- WHAT IS BEING ASKED: Although the records contain pictures, only their text should be set down, exactly as written.

§

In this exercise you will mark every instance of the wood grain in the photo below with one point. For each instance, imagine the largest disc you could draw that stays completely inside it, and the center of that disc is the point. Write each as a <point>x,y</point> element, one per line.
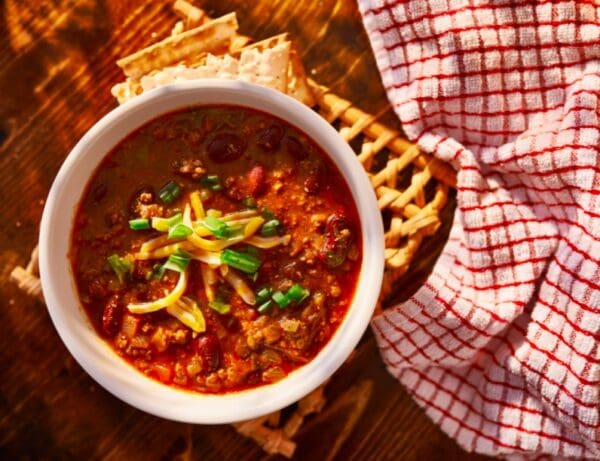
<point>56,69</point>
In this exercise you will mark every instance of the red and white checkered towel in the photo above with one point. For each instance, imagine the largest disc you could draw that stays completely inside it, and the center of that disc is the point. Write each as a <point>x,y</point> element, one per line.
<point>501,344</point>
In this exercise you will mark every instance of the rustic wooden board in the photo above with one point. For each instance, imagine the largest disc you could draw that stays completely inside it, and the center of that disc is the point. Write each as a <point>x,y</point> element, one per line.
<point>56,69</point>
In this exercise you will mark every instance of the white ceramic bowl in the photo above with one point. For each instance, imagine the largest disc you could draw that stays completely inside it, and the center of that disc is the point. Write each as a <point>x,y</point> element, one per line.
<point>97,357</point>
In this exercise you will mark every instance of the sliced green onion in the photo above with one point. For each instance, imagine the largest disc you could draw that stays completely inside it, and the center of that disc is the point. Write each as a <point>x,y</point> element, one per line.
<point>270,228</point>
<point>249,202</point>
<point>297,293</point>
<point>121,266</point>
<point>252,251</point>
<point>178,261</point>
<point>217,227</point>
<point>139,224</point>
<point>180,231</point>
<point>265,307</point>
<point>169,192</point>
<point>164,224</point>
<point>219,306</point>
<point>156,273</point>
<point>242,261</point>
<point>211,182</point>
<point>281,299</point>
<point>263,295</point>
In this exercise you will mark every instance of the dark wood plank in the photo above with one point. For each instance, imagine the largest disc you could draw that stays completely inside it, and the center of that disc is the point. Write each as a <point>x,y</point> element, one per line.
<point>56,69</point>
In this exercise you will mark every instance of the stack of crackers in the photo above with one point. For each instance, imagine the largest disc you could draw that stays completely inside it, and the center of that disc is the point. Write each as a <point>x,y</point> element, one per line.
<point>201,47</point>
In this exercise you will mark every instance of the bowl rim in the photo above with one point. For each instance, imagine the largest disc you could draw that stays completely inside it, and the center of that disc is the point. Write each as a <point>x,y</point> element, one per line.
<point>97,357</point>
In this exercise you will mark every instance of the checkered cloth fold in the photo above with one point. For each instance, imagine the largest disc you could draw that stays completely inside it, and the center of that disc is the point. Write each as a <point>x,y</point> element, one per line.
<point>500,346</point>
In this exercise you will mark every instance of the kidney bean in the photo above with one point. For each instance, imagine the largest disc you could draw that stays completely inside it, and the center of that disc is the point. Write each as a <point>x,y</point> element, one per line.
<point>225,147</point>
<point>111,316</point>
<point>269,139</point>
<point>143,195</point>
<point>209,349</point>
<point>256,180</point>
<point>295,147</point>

§

- TASK RESPONSE:
In this exercise you will mark every instance of the wood grain in the photo below with one point. For each instance, imagine the largest disc you could draw that stays completely inside it, and the center of that disc is the point. Write each as a <point>x,y</point> element, one per line.
<point>56,69</point>
In this exercise you will mark every instance of the red and white checkered towel in the photo above with one point. For each instance, imagine the largest disc you could draw that stays completely inside it, and the center of that disc is the point. Write each as a <point>x,y</point> element, one per line.
<point>501,344</point>
In this exercise you will mark every instance of the rustic wooden board in the photo above with one point. For each instance, imagine the largest disc you could draw that stays completely inside it, and the center of that disc is the point. Write each as a <point>x,y</point> element, one per line.
<point>56,69</point>
In this exercise you will mark every instance of the white ceramic bowl in the photo above with one point. For each instance, imagine the largest disc you could draw that stays completely inside it, and the center of that disc is the point. Write each as a <point>x,y</point> element, one per line.
<point>97,357</point>
In this exercise you will mark every instance of the sliced green onion in the photo above with one point. For each instance, imagine the largest disc you could draw that stays completely inside it, and the center of that disc is the point. Write each as a <point>x,y</point> element, one per line.
<point>270,228</point>
<point>249,202</point>
<point>297,293</point>
<point>121,266</point>
<point>252,251</point>
<point>178,261</point>
<point>217,227</point>
<point>139,224</point>
<point>180,231</point>
<point>265,307</point>
<point>169,192</point>
<point>164,224</point>
<point>219,306</point>
<point>156,273</point>
<point>242,261</point>
<point>211,182</point>
<point>281,299</point>
<point>263,295</point>
In this exercise you will mark every instance of the dark wood plank in the photo above with one point. For each instance, imagine the largest disc you could draw that stays completely inside it, and the center of that disc is the point. Write each as a <point>x,y</point> element, one per line.
<point>56,69</point>
In this exercise you will mark every instance of the stack of crackers in the photo above with one point. For each instance, imagine the largest disc you could draw that stays completely inside it, and the center of that disc is the point. Write each as a <point>x,y</point> element, one per line.
<point>201,47</point>
In this exercise you will mark every instance of the bowl rim in the photo above with one point. For each instance, imagine the largest disc you could draw that stays completely inside it, and the center of that disc is the point. Write each as a <point>x,y</point> element, one per line.
<point>97,357</point>
In this exercise you will mark every instance of the checkered cloth fold in the photo above with one point. For each instance, imagine the largest disc you could draw that stays completely inside it, and the center of that disc is the point. Write each as a <point>x,y</point> element, one per line.
<point>500,346</point>
In this exercise you will mark every instance of the kidney bean in the photo above with one point. For each instance, imagine the largest disc you could draw that stays completely inside it, and the center of that disc is the point. Write each as a <point>x,y</point> element, one per line.
<point>225,147</point>
<point>111,316</point>
<point>269,139</point>
<point>143,195</point>
<point>209,349</point>
<point>256,180</point>
<point>295,147</point>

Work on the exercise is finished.